=== Liste des données ===

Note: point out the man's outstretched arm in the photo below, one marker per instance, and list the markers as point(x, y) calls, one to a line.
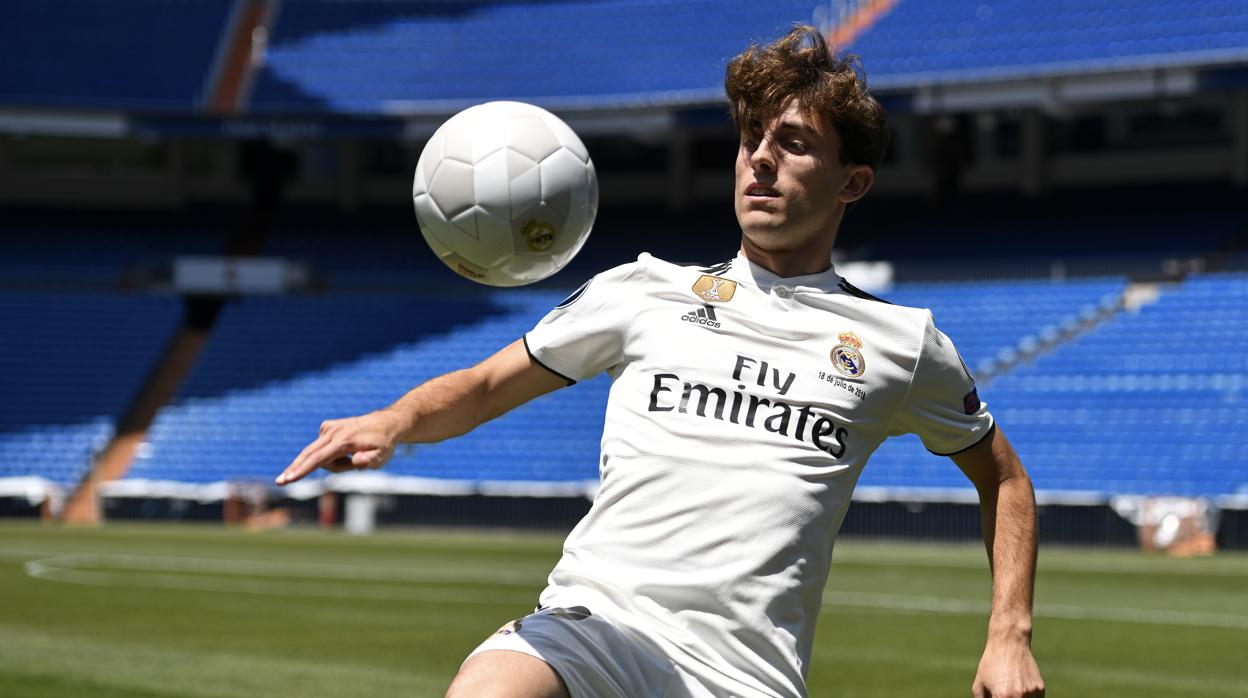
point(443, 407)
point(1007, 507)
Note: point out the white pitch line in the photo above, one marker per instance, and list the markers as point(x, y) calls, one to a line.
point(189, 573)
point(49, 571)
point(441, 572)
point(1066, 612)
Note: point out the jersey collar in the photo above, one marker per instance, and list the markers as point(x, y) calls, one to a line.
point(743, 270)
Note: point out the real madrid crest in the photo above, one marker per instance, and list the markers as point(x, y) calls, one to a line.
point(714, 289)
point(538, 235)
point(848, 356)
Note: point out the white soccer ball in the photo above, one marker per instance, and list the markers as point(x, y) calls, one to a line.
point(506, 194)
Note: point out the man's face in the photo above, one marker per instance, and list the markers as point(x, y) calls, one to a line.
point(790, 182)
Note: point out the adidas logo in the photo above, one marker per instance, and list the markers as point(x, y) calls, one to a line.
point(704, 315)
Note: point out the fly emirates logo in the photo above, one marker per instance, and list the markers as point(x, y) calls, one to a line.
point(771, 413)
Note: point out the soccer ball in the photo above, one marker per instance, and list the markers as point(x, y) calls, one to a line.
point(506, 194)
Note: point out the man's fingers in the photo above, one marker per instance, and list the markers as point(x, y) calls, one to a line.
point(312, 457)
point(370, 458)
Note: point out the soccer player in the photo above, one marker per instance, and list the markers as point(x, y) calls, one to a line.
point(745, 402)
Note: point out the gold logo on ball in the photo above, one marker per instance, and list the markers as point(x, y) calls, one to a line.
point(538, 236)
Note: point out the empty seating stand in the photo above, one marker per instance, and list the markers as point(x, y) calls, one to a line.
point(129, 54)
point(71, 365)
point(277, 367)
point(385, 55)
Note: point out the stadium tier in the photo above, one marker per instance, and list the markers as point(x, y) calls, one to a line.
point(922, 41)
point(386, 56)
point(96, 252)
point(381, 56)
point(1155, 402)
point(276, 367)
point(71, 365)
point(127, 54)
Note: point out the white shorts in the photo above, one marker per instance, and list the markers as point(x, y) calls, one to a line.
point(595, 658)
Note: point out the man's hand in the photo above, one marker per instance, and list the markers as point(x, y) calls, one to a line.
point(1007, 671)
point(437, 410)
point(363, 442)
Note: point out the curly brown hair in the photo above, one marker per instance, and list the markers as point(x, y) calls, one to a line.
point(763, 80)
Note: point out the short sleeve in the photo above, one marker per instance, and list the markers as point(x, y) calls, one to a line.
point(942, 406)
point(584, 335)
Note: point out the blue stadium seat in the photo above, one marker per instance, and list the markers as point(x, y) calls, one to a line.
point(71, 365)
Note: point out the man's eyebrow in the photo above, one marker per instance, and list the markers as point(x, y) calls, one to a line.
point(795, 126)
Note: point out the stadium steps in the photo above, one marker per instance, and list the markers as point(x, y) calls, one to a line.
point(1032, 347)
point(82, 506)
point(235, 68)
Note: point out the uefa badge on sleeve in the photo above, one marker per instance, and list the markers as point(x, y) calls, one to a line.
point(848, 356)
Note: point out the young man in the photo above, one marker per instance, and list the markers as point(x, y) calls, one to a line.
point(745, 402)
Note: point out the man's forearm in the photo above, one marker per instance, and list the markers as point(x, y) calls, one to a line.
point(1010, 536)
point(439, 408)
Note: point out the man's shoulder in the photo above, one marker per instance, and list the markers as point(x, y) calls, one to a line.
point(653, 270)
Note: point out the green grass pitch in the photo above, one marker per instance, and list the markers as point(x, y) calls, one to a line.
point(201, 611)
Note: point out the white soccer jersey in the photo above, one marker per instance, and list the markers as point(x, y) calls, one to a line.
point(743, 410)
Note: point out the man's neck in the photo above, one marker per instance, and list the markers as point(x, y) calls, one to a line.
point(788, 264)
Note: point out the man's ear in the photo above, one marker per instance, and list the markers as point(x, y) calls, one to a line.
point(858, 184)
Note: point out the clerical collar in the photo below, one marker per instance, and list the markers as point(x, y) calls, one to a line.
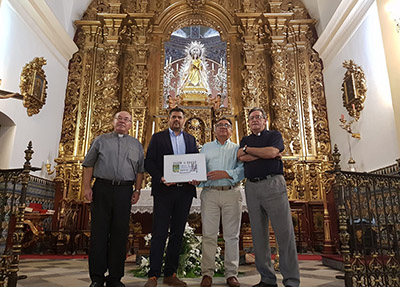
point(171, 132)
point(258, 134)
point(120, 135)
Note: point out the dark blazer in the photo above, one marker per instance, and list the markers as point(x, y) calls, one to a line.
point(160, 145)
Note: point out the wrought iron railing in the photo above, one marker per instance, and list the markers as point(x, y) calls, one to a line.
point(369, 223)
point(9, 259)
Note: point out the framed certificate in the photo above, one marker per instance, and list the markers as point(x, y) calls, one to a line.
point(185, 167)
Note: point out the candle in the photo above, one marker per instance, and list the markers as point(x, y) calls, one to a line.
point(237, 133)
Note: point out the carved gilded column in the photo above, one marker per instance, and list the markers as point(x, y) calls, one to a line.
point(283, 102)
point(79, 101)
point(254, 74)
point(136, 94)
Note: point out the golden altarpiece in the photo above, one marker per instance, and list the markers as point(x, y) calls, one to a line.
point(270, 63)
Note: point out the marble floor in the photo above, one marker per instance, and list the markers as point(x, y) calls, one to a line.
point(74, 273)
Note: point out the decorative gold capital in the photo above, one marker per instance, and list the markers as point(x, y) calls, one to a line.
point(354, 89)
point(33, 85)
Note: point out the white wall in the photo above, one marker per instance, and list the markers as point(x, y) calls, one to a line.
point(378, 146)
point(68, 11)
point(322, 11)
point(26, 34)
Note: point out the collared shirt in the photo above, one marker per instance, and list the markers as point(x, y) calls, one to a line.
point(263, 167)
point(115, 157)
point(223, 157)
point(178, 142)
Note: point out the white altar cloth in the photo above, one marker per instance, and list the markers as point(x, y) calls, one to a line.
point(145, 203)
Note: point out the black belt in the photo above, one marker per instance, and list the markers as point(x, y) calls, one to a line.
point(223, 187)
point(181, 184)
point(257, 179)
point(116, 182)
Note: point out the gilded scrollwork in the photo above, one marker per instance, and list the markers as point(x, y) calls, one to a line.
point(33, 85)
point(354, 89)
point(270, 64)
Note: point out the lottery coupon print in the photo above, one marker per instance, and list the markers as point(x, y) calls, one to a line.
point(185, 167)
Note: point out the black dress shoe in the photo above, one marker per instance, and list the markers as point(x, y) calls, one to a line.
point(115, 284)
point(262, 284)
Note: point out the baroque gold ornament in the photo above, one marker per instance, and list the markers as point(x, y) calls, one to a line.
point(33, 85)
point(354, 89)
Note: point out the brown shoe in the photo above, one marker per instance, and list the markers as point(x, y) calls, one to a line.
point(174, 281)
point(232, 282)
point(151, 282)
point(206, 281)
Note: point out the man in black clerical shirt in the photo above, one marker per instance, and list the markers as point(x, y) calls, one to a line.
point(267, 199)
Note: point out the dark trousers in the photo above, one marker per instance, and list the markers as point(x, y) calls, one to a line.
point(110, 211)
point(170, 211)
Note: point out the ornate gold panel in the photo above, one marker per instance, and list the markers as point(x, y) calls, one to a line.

===
=== Liste des données ===

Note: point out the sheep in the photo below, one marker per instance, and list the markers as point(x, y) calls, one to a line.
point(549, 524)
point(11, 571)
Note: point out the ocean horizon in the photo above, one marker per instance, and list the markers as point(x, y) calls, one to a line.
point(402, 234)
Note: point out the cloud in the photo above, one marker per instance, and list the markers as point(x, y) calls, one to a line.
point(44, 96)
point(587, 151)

===

Énoncé de l'exercice: Substituez « shirt collar » à « jersey collar » dans le passage allant de la ligne qui contient « Note: point out the man's outstretched » jusqu'à celle qui contient « point(790, 182) », toutes deux comprises, et reproduisez ce passage sans autre modification et sans les images.

Corrigé:
Note: point out the man's outstretched arm in the photo below, one marker per instance, and list the markers as point(x, y) calls, one to a line.
point(443, 407)
point(1007, 507)
Note: point out the white pitch line in the photo above, one marker per instance, and list the markers as point(x, y) calls, one to a line.
point(189, 573)
point(49, 571)
point(441, 572)
point(1066, 612)
Note: point out the shirt collar in the photo above, one marker per instance, and list the markers as point(x, y) calls, one to a line.
point(743, 270)
Note: point out the real madrid crest in the photo above, one marker per instance, and list the markers as point(x, y) calls, one to a line.
point(714, 289)
point(538, 235)
point(848, 356)
Note: point out the white soccer ball in the photo above, one marker per instance, and list the markers as point(x, y) calls, one to a line.
point(506, 194)
Note: point out the man's face in the photo above, one marker per instance, and list the markers as point(x, y) calls, one to a line.
point(790, 182)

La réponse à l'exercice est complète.